* Exercise passage *
#####

Our aims in this secondary analysis were to compare caregivers’ pre-disclosure worries to their post-disclosure reports, and to characterize associations between disclosure and well-being of the child, caregiver, and family over time. This was an unregistered exploratory analysis. In the process of analyzing data for the original study—whose aim was to describe caregivers’ readiness to disclose to their children—we observed that a substantial proportion of caregivers reported worries about the consequences of disclosure that kept them from taking action. This led us to design this secondary analysis to examine how children, caregivers, and families fared after the children learned their status and to compare them to those who remained undisclosed. This analysis tested the hypotheses, based on the prior literature described, that most caregiver worries would not come to pass and that disclosure would not lead to worse outcomes.

Materials and Methods

Setting and Participants

As described in Finnegan et al. (2019), we randomly selected 400 primary caregivers of children ages 9 to 15 years living with HIV who were enrolled in antiretroviral therapy (ART) or pre-ART (i.e., before initiation of ART treatment) across 21 HIV clinics in Bikita and Zaka districts in Masvingo Province, Zimbabwe and invited them to participate in a study about pediatric disclosure. These parents and guardians were recruited by patient advocates called Community HIV & AIDS Support Agents (CHASAs); inclusion criteria included being a primary caregiver of a child aged 9 to 15 years who was HIV positive. In total, 372/400 parents and guardians (henceforth, caregivers) completed our cross-sectional baseline survey (93.0%), and 123/372 of these caregivers formed the prospective cohort because they reported that their child was unaware of his or her HIV status (33.1%). The current study analyzes data from 111 caregivers in this prospective cohort who participated in all three waves of data collection. As shown in Appendix Table A1, attrition over all three waves was 9.8% and mostly non-systematic on observables. See Finnegan et al. (2019) for additional details about the setting, population, and sample.

#####

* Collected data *
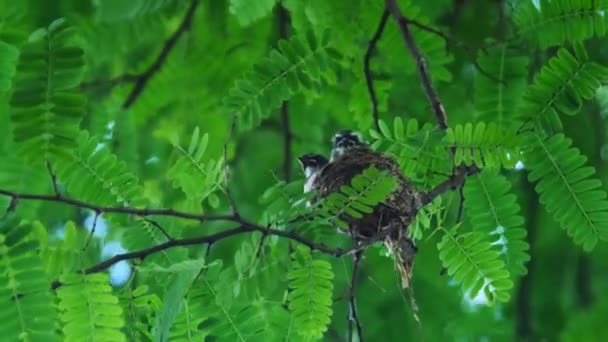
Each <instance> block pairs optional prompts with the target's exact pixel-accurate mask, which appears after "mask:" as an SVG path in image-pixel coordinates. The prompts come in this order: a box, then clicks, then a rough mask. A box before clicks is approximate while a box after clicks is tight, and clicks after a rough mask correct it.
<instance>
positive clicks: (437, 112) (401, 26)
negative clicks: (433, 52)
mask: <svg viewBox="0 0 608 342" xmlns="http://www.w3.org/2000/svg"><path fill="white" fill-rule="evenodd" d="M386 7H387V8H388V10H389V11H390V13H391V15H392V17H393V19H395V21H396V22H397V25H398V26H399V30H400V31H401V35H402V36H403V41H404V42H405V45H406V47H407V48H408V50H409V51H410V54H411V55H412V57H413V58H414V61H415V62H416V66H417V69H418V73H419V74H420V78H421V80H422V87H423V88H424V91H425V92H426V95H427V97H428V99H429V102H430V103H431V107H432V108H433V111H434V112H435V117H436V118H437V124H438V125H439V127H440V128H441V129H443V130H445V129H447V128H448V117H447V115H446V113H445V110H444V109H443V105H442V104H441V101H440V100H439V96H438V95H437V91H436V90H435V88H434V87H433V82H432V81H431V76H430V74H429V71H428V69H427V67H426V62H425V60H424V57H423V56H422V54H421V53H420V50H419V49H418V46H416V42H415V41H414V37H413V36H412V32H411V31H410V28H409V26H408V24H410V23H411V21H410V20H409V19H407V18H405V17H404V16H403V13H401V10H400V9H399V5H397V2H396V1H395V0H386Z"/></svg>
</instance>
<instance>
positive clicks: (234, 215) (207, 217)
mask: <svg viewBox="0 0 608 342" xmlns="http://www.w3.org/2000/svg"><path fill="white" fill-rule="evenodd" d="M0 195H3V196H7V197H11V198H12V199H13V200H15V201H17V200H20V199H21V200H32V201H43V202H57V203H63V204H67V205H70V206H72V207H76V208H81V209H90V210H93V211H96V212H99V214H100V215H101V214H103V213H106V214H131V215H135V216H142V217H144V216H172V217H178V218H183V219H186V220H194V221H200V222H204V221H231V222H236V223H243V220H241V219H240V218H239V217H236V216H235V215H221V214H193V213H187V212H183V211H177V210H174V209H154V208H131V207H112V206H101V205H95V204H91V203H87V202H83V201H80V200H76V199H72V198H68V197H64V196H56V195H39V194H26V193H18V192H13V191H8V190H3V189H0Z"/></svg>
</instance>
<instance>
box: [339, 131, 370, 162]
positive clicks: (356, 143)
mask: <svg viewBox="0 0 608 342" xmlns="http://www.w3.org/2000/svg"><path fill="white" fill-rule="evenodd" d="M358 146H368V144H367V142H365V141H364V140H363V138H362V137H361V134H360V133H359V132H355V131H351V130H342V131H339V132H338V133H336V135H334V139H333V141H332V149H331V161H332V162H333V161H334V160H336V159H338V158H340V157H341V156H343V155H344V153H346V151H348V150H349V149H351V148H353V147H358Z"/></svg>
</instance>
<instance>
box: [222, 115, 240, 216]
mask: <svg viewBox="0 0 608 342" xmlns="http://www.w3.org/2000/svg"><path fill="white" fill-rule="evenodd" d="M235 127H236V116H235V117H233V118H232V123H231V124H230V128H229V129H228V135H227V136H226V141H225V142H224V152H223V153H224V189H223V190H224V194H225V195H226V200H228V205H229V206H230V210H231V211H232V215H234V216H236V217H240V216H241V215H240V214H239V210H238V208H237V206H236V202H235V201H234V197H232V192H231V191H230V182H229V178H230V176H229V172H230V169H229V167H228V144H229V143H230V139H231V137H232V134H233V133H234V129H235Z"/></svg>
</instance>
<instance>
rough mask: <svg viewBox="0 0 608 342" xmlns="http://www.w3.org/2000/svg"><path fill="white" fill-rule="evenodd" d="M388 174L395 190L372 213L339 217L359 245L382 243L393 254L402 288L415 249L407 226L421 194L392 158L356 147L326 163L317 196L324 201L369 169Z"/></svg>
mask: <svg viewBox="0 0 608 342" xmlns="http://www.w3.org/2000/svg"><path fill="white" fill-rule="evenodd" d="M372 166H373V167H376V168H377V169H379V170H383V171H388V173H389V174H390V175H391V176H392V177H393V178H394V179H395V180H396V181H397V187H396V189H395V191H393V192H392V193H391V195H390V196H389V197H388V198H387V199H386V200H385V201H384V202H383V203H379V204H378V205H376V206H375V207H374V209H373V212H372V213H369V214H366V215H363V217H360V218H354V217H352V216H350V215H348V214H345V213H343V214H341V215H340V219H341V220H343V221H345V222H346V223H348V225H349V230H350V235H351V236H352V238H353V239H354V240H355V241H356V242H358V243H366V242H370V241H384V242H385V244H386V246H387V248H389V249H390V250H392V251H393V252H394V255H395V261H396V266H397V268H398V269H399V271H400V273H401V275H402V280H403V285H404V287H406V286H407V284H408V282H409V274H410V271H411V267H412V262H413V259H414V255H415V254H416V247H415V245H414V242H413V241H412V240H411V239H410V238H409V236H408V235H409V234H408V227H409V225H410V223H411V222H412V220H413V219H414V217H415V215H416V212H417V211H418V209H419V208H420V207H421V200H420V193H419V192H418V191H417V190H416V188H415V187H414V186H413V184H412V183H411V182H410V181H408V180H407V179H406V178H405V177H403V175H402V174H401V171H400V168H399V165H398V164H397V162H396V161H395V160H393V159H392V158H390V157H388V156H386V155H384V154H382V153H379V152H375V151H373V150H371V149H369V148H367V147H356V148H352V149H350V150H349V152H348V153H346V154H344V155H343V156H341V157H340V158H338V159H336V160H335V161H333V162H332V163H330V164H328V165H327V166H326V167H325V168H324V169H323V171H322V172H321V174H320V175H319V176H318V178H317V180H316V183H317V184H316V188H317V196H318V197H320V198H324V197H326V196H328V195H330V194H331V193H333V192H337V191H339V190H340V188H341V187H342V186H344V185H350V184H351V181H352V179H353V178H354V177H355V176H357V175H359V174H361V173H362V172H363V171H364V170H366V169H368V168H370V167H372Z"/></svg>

#####

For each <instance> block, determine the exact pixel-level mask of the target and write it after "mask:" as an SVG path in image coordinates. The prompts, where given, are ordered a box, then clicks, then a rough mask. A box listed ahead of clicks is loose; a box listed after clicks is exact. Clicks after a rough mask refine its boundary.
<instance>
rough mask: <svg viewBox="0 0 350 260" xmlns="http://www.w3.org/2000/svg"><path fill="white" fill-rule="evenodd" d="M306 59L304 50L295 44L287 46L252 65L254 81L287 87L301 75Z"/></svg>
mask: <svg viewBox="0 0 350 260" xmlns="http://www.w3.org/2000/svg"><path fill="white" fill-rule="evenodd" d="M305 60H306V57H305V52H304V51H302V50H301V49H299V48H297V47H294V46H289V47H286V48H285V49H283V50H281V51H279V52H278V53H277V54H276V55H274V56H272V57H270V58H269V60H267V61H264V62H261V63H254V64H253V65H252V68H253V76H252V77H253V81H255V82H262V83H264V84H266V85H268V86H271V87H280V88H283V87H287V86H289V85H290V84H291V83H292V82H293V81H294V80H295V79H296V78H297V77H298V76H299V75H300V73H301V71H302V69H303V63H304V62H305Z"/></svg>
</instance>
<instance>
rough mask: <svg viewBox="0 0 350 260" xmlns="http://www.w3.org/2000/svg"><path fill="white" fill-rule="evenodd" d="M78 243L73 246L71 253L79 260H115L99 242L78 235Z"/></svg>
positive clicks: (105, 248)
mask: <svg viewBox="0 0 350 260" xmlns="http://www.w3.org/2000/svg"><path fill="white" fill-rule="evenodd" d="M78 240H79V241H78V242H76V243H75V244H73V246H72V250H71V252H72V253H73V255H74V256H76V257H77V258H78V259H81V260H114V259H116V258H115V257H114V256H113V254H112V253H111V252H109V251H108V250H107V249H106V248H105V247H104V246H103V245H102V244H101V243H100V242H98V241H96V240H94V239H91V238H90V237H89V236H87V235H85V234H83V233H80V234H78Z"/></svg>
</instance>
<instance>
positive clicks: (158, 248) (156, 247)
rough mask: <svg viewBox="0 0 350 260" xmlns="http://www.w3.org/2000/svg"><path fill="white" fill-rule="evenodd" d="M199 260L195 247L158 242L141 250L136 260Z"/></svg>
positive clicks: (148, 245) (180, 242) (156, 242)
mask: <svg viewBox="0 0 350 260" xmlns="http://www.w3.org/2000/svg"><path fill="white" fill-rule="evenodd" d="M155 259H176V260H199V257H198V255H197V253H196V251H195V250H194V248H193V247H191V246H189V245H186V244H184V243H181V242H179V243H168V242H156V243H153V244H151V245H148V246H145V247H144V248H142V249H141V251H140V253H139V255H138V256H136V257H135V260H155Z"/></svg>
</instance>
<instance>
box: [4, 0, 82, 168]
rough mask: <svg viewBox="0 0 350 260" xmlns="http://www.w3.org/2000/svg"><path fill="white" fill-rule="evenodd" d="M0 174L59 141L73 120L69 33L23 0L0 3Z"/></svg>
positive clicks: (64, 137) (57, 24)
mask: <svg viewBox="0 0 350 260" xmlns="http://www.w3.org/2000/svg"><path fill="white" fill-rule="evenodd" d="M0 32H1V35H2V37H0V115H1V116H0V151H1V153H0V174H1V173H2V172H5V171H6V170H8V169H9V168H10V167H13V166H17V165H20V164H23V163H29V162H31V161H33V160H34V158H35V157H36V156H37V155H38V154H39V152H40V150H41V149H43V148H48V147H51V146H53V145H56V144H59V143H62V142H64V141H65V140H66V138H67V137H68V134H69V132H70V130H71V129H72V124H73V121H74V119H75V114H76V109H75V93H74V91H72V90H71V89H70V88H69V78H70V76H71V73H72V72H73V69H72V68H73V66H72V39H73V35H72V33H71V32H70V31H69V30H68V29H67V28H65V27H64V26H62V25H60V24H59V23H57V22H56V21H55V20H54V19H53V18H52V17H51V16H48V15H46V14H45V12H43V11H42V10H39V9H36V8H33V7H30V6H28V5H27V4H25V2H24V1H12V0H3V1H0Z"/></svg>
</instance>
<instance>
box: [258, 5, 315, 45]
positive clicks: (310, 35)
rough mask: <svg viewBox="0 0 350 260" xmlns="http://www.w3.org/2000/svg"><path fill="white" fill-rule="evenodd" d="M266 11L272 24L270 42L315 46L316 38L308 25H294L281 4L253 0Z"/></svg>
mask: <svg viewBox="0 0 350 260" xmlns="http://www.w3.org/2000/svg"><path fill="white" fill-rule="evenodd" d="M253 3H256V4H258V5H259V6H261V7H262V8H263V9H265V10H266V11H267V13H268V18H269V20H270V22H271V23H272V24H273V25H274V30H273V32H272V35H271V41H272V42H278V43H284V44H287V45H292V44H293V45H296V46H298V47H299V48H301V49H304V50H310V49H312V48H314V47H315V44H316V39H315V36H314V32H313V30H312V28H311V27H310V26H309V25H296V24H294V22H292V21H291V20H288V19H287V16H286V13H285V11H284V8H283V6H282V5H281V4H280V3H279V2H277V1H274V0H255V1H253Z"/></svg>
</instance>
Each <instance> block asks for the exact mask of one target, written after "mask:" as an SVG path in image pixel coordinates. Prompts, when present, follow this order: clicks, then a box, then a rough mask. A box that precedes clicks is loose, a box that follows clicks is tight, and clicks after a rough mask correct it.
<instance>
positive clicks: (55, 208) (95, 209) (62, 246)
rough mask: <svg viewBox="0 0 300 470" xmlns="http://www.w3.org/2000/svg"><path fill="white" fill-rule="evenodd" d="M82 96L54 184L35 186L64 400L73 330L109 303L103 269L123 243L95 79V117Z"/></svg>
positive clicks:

#####

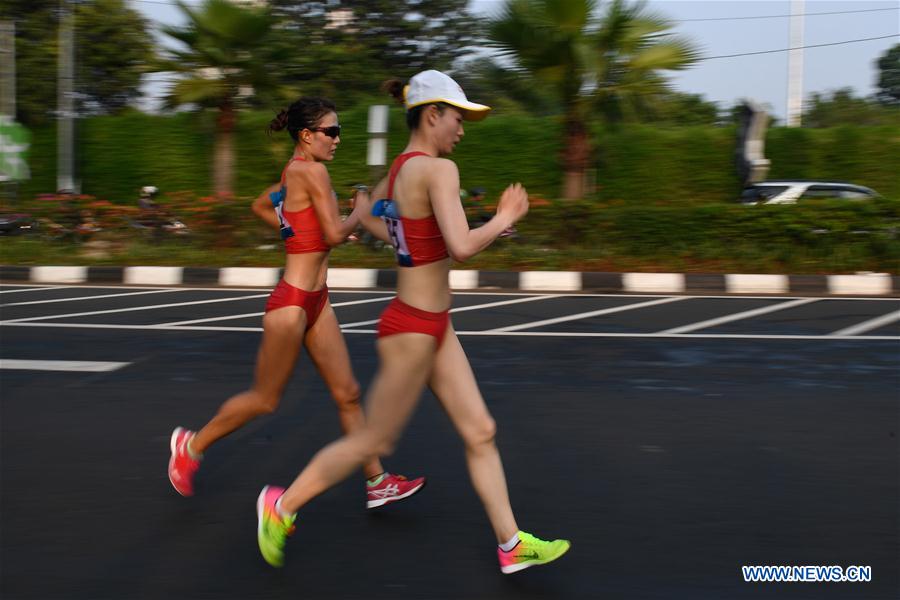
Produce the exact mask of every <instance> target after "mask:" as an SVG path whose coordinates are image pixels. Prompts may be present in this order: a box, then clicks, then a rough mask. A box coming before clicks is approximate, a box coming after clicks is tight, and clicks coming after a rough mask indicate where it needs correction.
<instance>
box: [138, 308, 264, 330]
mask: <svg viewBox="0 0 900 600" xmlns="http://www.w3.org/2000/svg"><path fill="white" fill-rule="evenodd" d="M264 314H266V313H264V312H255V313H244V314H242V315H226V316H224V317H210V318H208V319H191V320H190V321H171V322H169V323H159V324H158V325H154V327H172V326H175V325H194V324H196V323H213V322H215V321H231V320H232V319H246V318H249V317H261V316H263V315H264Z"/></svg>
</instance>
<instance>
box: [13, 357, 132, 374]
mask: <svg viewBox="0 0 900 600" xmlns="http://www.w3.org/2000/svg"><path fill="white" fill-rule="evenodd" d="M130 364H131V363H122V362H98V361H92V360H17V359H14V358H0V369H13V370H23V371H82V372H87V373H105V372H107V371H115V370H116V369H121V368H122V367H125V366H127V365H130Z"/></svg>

#####

* About this exercise *
According to the passage on HIV disclosure in Zimbabwe, what led the researchers to design this secondary analysis?

* Response area *
While analyzing data for the original study on caregivers' readiness to disclose, they saw that a substantial proportion of caregivers reported worries about the consequences of disclosure that kept them from taking action. This led them to examine how children, caregivers, and families fared after the children learned their status, compared with those who remained undisclosed.